**Your objective**.
Name every award listed in the biography of Rosie Gordon-Wallace below.

**Supplied text**.
• • • • • • •

Rosie Gordon-Wallace, founder, director and lead curator for Diaspora Vibe Cultural Arts Incubator (DVCAI) is a recognized arts advocate and community leader with over 25 years of experience. She has created key relationships with a multitude of artists and art organizations worldwide such as Edna Manley College of the Visual and Performing Arts, the Joan Mitchell Foundation and ReadyTex Art Gallery, and has served on several prominent non-profit boards. Her experiences with DVCAI are enhanced by her community work, which accelerates careers and advocates for arts funding. She is an active member of the Perez Art Museum Miami(PAMM) Fund for African-American Art and is a frequent panelist for funder Miami Dade County Department of Cultural Affairs, National Young Arts Foundation, and Florida Department of Cultural Affairs. Her awards include The African Heritage Cultural Arts Center Third Annual Calabash Amadlozi Visual Arts Award, International Business Woman of the Year, and being named one of South Florida’s 50 Most Powerful Black Professionals of 2007. She is the current Art Consultant for the Greater Miami Convention and Visitors Bureau, Art of Black Miami initiative.

• • • • • • •

**Raw records**.
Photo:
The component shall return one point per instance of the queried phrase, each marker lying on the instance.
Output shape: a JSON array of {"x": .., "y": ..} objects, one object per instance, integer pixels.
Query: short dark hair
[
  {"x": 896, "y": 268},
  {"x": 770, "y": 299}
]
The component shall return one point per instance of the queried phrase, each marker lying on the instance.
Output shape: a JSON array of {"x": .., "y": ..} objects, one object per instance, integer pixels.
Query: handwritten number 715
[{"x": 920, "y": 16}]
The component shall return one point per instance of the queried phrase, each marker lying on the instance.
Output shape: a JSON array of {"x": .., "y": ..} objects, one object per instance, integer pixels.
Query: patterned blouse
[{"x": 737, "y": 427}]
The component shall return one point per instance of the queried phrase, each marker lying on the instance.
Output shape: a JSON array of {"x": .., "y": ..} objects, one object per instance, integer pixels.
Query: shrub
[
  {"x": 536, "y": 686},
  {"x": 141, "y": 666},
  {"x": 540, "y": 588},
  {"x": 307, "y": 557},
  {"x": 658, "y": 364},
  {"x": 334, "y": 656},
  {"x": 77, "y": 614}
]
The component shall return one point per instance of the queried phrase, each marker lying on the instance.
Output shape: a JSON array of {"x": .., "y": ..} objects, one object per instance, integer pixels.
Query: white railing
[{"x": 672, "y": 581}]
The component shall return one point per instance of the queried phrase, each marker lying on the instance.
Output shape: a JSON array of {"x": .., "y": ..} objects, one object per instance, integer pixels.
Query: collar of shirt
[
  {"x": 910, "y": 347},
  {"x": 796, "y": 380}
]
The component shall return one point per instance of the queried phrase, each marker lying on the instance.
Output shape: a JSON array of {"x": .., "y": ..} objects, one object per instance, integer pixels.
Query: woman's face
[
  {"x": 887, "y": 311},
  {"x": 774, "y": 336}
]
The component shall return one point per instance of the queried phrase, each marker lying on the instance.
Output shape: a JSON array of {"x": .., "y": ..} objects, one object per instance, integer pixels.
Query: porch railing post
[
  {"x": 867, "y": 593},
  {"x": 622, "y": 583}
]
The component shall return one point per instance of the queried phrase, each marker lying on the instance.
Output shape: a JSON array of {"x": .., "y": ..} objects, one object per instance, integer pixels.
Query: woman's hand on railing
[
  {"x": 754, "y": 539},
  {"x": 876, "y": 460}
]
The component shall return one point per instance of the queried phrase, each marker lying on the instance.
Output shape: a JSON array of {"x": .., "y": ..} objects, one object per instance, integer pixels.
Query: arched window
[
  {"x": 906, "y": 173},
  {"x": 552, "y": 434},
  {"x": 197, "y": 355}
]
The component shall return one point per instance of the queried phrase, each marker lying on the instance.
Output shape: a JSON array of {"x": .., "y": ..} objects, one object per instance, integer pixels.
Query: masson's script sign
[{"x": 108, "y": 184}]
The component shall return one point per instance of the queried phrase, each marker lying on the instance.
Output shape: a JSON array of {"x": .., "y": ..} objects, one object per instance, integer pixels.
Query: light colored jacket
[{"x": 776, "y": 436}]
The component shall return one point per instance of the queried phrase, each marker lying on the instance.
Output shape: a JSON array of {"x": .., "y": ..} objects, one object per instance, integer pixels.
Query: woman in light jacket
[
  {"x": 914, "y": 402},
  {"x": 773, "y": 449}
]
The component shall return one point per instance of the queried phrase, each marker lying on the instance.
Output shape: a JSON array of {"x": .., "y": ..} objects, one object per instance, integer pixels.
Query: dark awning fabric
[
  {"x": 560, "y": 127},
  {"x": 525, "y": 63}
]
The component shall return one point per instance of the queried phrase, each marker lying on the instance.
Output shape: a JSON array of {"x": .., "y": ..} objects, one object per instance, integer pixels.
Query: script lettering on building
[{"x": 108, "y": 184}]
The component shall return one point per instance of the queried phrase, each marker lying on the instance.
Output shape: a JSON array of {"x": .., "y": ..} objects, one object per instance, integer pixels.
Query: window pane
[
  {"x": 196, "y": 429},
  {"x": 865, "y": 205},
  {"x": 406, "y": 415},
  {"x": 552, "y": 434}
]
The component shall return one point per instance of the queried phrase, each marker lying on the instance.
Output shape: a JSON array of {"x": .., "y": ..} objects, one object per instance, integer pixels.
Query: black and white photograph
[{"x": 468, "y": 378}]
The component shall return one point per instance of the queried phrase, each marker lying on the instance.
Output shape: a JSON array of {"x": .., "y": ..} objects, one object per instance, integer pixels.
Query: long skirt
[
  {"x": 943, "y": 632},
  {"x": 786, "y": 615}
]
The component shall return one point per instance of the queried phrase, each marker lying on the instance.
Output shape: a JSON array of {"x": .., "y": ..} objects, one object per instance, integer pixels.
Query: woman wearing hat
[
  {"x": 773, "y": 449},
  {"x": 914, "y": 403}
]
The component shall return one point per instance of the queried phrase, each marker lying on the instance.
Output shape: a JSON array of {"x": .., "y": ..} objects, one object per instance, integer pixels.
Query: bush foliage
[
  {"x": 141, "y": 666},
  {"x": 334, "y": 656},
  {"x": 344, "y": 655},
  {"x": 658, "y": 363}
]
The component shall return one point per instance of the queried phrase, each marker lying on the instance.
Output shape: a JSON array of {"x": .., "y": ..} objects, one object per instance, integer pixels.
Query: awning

• • • • • • •

**Solved problem**.
- The African Heritage Cultural Arts Center Third Annual Calabash Amadlozi Visual Arts Award
- International Business Woman of the Year
- Being named one of South Florida’s 50 Most Powerful Black Professionals of 2007